_Description of the task_
Strip the pictures, then copy the remaining data exactly as it stands.

* * * * *

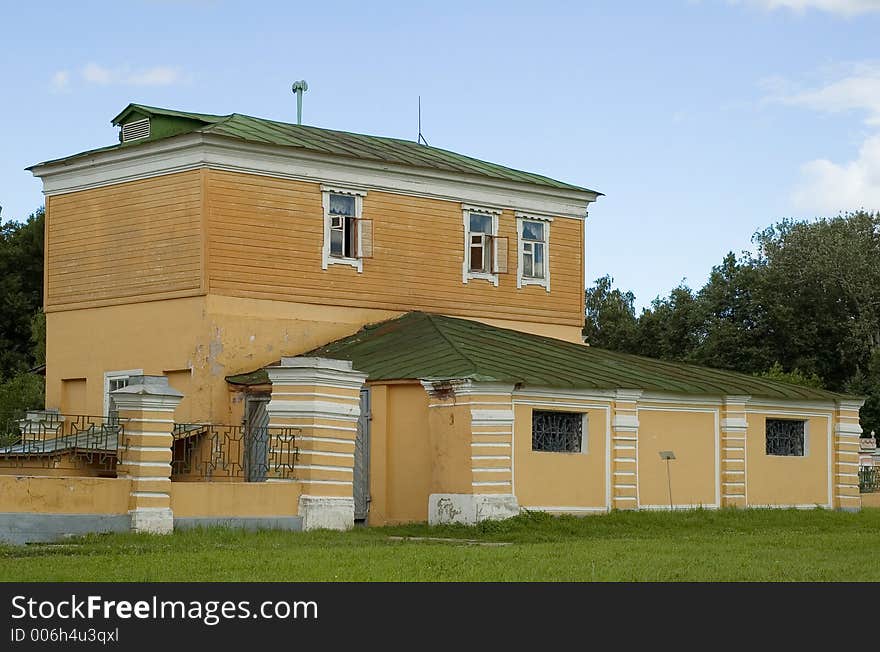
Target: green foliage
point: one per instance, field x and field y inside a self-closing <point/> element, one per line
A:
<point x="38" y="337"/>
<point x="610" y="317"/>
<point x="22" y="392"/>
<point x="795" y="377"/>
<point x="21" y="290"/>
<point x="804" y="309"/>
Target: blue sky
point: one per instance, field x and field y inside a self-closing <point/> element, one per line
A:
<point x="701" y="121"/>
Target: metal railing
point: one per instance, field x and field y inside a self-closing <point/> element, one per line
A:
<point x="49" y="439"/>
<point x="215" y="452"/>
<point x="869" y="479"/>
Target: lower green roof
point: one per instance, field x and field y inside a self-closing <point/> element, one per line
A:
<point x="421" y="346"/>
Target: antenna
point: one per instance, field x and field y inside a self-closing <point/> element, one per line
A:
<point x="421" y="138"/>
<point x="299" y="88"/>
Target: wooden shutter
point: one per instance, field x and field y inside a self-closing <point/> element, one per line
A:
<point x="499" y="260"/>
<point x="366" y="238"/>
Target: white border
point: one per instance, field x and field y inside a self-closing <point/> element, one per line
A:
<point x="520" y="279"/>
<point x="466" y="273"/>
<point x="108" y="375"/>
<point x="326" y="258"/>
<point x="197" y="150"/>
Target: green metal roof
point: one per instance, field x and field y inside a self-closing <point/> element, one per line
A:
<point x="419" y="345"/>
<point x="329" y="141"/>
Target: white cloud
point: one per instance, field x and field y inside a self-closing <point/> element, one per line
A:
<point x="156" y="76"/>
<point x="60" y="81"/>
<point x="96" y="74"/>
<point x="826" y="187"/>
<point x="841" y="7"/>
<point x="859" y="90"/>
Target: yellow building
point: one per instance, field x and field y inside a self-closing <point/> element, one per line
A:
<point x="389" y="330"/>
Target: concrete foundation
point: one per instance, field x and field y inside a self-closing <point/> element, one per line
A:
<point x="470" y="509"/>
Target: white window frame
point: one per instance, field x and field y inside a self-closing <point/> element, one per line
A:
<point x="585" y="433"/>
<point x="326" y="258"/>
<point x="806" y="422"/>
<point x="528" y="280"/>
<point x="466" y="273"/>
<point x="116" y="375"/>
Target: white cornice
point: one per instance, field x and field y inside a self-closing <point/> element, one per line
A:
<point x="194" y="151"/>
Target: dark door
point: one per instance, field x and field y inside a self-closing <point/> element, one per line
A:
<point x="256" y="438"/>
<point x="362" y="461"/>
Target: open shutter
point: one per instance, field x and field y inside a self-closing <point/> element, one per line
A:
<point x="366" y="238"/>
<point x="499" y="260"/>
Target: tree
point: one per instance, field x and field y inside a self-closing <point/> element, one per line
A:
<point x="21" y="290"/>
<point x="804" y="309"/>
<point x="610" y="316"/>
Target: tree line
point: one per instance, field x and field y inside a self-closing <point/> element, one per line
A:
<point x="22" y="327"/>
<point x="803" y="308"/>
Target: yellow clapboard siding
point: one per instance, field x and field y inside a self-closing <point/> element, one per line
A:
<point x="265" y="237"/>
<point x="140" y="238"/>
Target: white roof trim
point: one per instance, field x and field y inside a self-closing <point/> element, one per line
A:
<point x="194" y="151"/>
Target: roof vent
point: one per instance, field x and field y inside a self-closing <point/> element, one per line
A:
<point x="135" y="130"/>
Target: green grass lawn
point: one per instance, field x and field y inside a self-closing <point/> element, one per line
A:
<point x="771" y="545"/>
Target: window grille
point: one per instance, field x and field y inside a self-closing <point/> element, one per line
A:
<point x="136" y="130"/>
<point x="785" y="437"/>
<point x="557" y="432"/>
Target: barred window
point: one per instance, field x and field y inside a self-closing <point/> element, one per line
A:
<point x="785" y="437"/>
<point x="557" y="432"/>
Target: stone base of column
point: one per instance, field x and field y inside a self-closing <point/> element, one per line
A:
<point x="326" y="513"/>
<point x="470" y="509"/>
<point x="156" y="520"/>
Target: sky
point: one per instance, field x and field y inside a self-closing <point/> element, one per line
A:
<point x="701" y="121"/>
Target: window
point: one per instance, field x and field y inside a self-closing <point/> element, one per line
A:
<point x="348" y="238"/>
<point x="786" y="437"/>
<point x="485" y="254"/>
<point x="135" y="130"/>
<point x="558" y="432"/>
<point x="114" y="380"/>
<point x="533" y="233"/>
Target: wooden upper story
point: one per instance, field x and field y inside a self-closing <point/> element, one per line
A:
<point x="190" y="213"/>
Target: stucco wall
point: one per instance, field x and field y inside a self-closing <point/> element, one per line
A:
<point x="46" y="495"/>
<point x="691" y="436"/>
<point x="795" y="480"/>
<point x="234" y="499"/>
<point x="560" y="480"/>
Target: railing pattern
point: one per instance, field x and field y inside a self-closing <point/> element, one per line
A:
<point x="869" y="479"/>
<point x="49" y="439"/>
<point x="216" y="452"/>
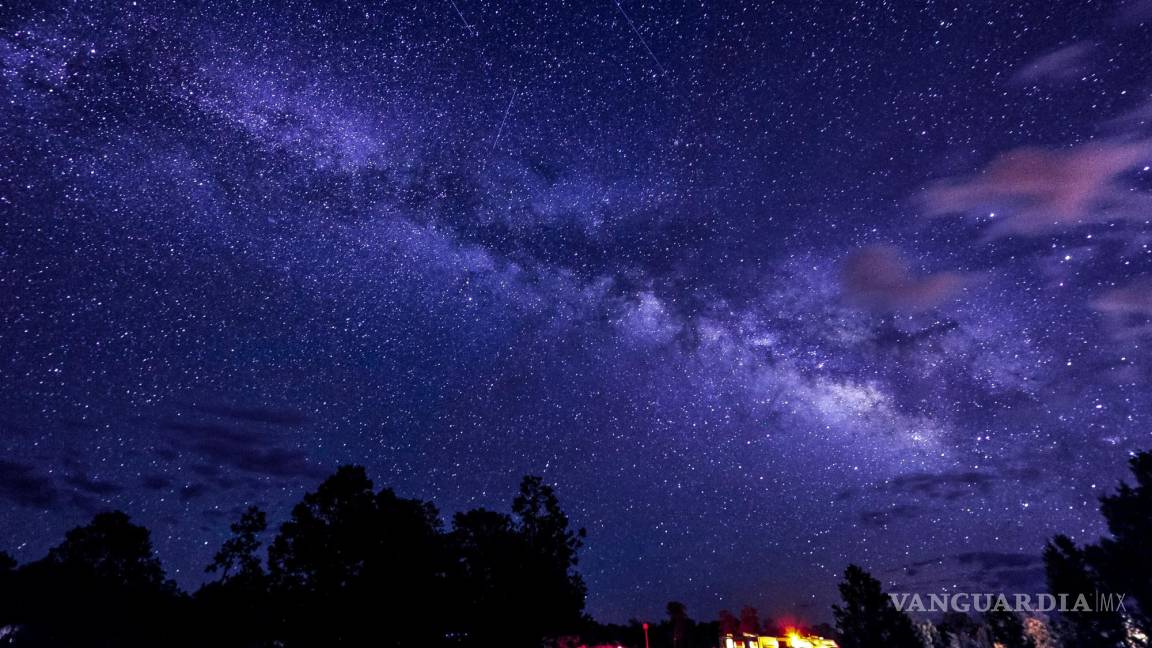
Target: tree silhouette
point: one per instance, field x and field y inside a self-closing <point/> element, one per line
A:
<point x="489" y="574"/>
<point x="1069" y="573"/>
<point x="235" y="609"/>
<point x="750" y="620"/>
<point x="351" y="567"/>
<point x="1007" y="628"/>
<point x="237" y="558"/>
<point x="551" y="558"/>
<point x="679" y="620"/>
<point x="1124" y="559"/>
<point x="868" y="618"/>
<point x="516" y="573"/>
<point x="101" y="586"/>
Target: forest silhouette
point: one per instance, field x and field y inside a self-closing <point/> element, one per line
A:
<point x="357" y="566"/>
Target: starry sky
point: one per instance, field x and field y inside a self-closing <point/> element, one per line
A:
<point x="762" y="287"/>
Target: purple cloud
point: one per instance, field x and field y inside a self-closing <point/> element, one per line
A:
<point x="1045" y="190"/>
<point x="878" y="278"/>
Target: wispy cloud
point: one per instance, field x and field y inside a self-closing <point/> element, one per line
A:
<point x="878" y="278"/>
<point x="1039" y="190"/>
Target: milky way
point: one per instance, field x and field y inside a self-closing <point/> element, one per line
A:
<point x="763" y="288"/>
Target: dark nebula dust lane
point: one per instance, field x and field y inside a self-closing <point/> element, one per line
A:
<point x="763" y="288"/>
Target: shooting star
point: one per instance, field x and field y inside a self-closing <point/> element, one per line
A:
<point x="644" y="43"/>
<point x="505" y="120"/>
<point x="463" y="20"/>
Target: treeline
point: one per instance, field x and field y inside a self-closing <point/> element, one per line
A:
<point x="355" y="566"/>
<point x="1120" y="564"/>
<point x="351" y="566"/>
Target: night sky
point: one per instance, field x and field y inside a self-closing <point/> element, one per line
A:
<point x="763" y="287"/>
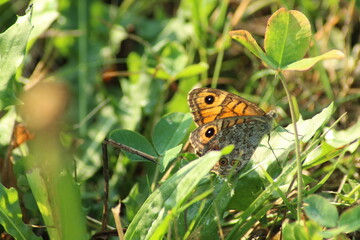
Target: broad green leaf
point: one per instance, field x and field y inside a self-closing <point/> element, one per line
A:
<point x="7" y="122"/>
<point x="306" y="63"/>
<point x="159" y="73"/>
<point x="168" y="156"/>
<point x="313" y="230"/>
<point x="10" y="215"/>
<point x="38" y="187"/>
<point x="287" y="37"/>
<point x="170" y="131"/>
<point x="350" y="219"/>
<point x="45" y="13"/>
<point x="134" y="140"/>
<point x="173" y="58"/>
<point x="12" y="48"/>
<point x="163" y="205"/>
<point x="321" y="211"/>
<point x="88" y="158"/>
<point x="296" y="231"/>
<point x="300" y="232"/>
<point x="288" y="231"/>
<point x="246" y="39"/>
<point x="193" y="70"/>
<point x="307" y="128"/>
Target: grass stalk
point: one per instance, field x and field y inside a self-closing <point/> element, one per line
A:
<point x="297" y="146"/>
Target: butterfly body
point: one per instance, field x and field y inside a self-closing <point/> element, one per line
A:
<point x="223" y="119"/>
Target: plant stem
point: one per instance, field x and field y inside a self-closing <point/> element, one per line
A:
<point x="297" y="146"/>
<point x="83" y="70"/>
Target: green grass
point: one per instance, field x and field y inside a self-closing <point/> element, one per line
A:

* * * * *

_Exercise result_
Target: green foliage
point: one per instance, field x and field y inside a self-closing <point/> element, one per line
A:
<point x="38" y="337"/>
<point x="610" y="317"/>
<point x="22" y="392"/>
<point x="795" y="377"/>
<point x="21" y="290"/>
<point x="804" y="309"/>
Target: blue sky
point: one per instance, field x and field y inside a self-closing <point/> element, one per line
A:
<point x="701" y="121"/>
Target: metal railing
point: one per instance, field x and field y inside a self-closing <point/> element, one per line
A:
<point x="49" y="439"/>
<point x="215" y="452"/>
<point x="869" y="479"/>
Target: lower green roof
point: one per instance, field x and field y inside a self-closing <point/> element, one per line
A:
<point x="421" y="346"/>
Target: antenna
point: one per instance, field x and field y inside a self-closing <point/> element, one per line
A:
<point x="421" y="138"/>
<point x="299" y="88"/>
Target: wooden shutter
point: one per instance, field x and field y inside a self-closing <point/> element, one per line
A:
<point x="499" y="260"/>
<point x="366" y="238"/>
Target: white border
point: one per instance, field x and field y inside a self-closing <point/> element, one per line
A:
<point x="520" y="279"/>
<point x="466" y="273"/>
<point x="108" y="375"/>
<point x="326" y="258"/>
<point x="197" y="150"/>
Target: green metal roof
point: one per instance, field x and field y inside a self-closing <point/> element, one per line
A:
<point x="419" y="345"/>
<point x="329" y="141"/>
Target: white cloud
point: one per instance, field x and field y inside a self-closing <point/> element, one per line
A:
<point x="156" y="76"/>
<point x="60" y="81"/>
<point x="96" y="74"/>
<point x="826" y="187"/>
<point x="841" y="7"/>
<point x="859" y="90"/>
Target: yellow building
point: one per instance, field x and field y inside a self-closing <point/> element, one per line
A:
<point x="389" y="330"/>
Target: concrete foundation
point: one per instance, field x and field y inside a self-closing <point/> element, one per line
A:
<point x="470" y="509"/>
Target: white window frame
point: one per instance, field x and field y inside a self-closing <point/> element, one per line
A:
<point x="585" y="433"/>
<point x="326" y="258"/>
<point x="806" y="422"/>
<point x="528" y="280"/>
<point x="466" y="273"/>
<point x="116" y="375"/>
Target: white cornice
point: one per instance, field x and field y inside a self-closing <point/> element, one per line
A:
<point x="194" y="151"/>
Target: dark door
point: one per instance, field x and field y inside a self-closing <point/> element, one per line
A:
<point x="256" y="438"/>
<point x="362" y="461"/>
Target: open shutter
point: one per instance, field x and field y inside a self-closing <point/> element, one per line
A:
<point x="366" y="238"/>
<point x="499" y="260"/>
Target: tree
point: one per instance, field x and field y inside a self-closing <point/> element, one per line
A:
<point x="21" y="290"/>
<point x="804" y="309"/>
<point x="610" y="316"/>
Target: tree line
point: one per instance, field x and field y inside a self-closing <point/> element, one per line
A:
<point x="22" y="327"/>
<point x="803" y="308"/>
Target: yellow clapboard siding
point: one per instance, field x and field y inside a self-closing <point/> element, one per line
A:
<point x="265" y="237"/>
<point x="140" y="238"/>
Target: white roof trim
point: one per instance, field x and field y inside a self-closing <point/> element, one per line
A:
<point x="194" y="151"/>
Target: roof vent
point: one per instance, field x and field y inside a self-closing <point/> element, one per line
A:
<point x="135" y="130"/>
Target: green grass lawn
point: one per instance, field x and field y inside a self-closing <point/> element, one per line
A:
<point x="771" y="545"/>
Target: window grille
point: one per instance, field x and field y inside a self-closing <point/> element, one per line
A:
<point x="136" y="130"/>
<point x="785" y="437"/>
<point x="557" y="432"/>
Target: barred window
point: one per instance, field x and field y inside a self-closing <point/> element, one per line
A:
<point x="785" y="437"/>
<point x="557" y="432"/>
Target: stone base of column
point: one per instance, field x and field y inside a self-closing <point/> element, one per line
A:
<point x="326" y="513"/>
<point x="470" y="509"/>
<point x="156" y="520"/>
Target: sky
point: one per instance, field x and field y inside a self-closing <point/> element, one per line
A:
<point x="701" y="121"/>
Target: window
point: one per instance, field x and field y inside a self-closing <point/> element, one per line
A:
<point x="348" y="238"/>
<point x="786" y="437"/>
<point x="485" y="254"/>
<point x="135" y="130"/>
<point x="558" y="432"/>
<point x="114" y="380"/>
<point x="533" y="233"/>
Target: wooden upper story
point: one per instance, field x and field y inside a self-closing <point/> element, one per line
A:
<point x="190" y="213"/>
Target: stucco wall
point: one per instance, field x and field y inside a self-closing <point/> element, one per line
A:
<point x="46" y="495"/>
<point x="691" y="436"/>
<point x="795" y="480"/>
<point x="234" y="499"/>
<point x="560" y="480"/>
Target: railing pattern
point: one per instance, field x and field y inside a self-closing <point/> element, one per line
A:
<point x="869" y="479"/>
<point x="49" y="439"/>
<point x="216" y="452"/>
Target: tree silhouette
point: one per instance, field x and field y inside a self-closing <point/> element, one per line
A:
<point x="489" y="574"/>
<point x="1069" y="573"/>
<point x="235" y="609"/>
<point x="750" y="620"/>
<point x="351" y="567"/>
<point x="1007" y="628"/>
<point x="237" y="558"/>
<point x="551" y="558"/>
<point x="679" y="620"/>
<point x="1124" y="559"/>
<point x="868" y="618"/>
<point x="516" y="573"/>
<point x="101" y="586"/>
Target: forest silhouette
point: one per instance, field x and field y inside a self-closing <point/> element, one per line
A:
<point x="357" y="566"/>
Target: starry sky
point: one per instance, field x and field y inside a self-closing <point/> element, one per line
A:
<point x="762" y="287"/>
Target: purple cloud
point: one per instance, field x and field y inside a self-closing <point/> element, one per line
A:
<point x="1045" y="190"/>
<point x="878" y="278"/>
Target: wispy cloud
point: one per instance, field x and field y inside a self-closing <point/> element, one per line
A:
<point x="878" y="278"/>
<point x="1039" y="190"/>
Target: milky way
point: one per instance, field x and field y inside a self-closing <point/> element, one per line
A:
<point x="763" y="288"/>
Target: dark nebula dust lane
point: one per instance, field x and field y inside a self-closing <point/> element, one per line
A:
<point x="763" y="288"/>
Target: shooting star
point: one per instance, field x and field y inside a self-closing <point/> element, one per line
A:
<point x="644" y="43"/>
<point x="505" y="120"/>
<point x="463" y="20"/>
Target: treeline
point: one per instance, field x and field y inside a self-closing <point/> element, one per line
A:
<point x="355" y="566"/>
<point x="1120" y="564"/>
<point x="351" y="566"/>
Target: night sky
point: one per instance, field x and field y inside a self-closing <point/> element, one per line
A:
<point x="763" y="287"/>
Target: broad green leaf
point: one per instance, field x and field y inside a self-closing <point/> element, one per line
A:
<point x="7" y="122"/>
<point x="306" y="63"/>
<point x="159" y="73"/>
<point x="168" y="156"/>
<point x="313" y="230"/>
<point x="10" y="215"/>
<point x="38" y="187"/>
<point x="287" y="37"/>
<point x="170" y="131"/>
<point x="350" y="219"/>
<point x="45" y="13"/>
<point x="134" y="140"/>
<point x="173" y="58"/>
<point x="12" y="48"/>
<point x="163" y="205"/>
<point x="321" y="211"/>
<point x="88" y="158"/>
<point x="296" y="231"/>
<point x="300" y="232"/>
<point x="288" y="231"/>
<point x="246" y="39"/>
<point x="193" y="70"/>
<point x="307" y="128"/>
Target: grass stalk
point: one per instance, field x and field y inside a self-closing <point/> element, one per line
A:
<point x="297" y="146"/>
Target: butterfly body
point: one per instance, field x and field y inside a self-closing <point/> element, one per line
A:
<point x="223" y="119"/>
Target: plant stem
point: one per instance, field x and field y inside a self-closing <point/> element, one per line
A:
<point x="297" y="146"/>
<point x="83" y="70"/>
Target: green grass
point: one per instance, field x and field y inside a self-closing <point/> element, one per line
A:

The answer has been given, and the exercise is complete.